## TASK ITEM
Check every line of the entries below for "small", and copy the lines that have it.

Records excerpted from a collection:
============================================================

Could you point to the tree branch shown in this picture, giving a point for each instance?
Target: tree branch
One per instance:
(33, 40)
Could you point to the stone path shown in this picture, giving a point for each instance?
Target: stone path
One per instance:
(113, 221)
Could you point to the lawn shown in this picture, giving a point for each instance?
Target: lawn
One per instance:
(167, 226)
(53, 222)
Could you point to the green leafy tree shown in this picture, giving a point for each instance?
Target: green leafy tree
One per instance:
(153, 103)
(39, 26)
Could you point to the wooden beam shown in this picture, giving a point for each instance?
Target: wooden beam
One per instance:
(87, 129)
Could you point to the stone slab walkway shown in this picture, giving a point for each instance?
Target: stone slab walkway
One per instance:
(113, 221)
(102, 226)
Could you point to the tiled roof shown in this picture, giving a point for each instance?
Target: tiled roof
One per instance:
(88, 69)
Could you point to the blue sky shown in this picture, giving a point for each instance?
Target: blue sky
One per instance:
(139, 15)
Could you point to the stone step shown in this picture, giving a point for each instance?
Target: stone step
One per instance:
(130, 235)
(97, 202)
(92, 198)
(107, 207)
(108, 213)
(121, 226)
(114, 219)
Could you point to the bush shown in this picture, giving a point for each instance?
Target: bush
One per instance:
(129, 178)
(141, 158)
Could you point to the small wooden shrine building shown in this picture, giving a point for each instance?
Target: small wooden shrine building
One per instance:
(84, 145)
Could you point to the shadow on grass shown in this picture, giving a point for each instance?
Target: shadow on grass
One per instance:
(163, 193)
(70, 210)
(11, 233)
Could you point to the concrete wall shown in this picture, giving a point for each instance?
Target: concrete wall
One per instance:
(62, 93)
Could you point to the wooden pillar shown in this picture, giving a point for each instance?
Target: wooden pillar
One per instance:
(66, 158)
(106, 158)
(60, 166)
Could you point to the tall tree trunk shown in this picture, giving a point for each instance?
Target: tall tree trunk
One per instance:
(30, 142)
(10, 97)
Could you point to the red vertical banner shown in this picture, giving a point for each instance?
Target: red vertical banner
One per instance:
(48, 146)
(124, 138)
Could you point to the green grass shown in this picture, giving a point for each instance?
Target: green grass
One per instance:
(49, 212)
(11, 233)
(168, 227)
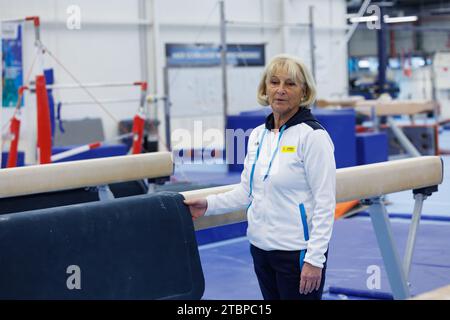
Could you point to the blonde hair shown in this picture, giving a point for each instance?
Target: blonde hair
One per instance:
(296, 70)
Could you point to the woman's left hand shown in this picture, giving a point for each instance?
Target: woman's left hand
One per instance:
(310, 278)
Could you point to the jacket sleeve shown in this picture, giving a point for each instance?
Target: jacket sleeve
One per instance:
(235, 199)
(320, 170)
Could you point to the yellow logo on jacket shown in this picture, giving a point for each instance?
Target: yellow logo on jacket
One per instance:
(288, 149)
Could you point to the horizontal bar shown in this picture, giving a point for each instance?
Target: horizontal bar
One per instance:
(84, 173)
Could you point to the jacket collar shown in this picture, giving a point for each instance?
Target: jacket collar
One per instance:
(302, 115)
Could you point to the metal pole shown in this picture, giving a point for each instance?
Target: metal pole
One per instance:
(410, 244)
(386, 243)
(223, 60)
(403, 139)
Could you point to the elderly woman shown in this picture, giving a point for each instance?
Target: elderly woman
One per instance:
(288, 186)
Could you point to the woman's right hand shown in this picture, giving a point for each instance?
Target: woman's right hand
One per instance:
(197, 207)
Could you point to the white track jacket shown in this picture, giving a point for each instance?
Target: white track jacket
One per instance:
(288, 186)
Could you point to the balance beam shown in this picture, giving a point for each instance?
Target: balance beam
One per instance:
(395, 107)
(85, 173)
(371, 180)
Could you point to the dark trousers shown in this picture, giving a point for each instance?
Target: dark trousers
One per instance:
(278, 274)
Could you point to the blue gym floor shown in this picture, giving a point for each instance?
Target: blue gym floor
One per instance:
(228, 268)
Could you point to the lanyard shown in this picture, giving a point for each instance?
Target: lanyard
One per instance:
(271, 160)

============================================================

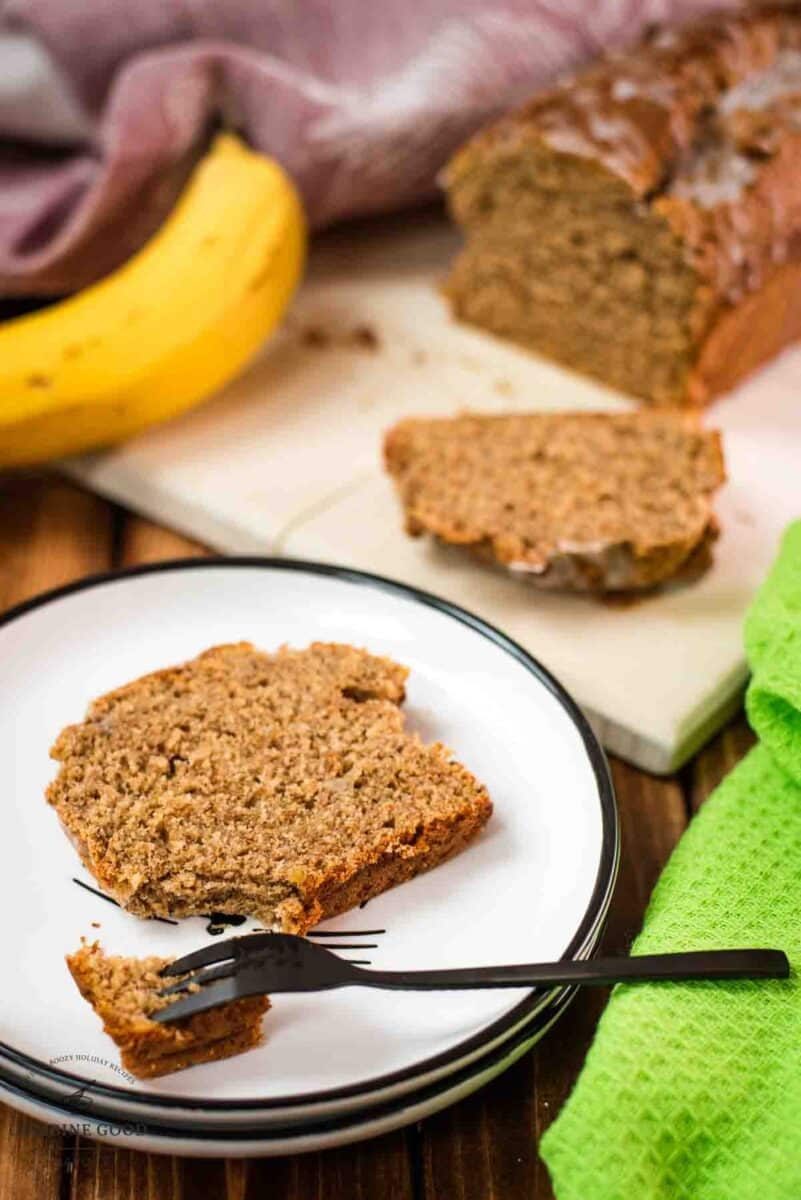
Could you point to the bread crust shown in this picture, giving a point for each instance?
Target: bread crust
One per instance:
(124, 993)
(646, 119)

============================================================

## SOLUTION TO THIS TASK
Could you point to the small wooden shrine building shown in this picture, giving a point for each instance?
Target: small wooden shrine building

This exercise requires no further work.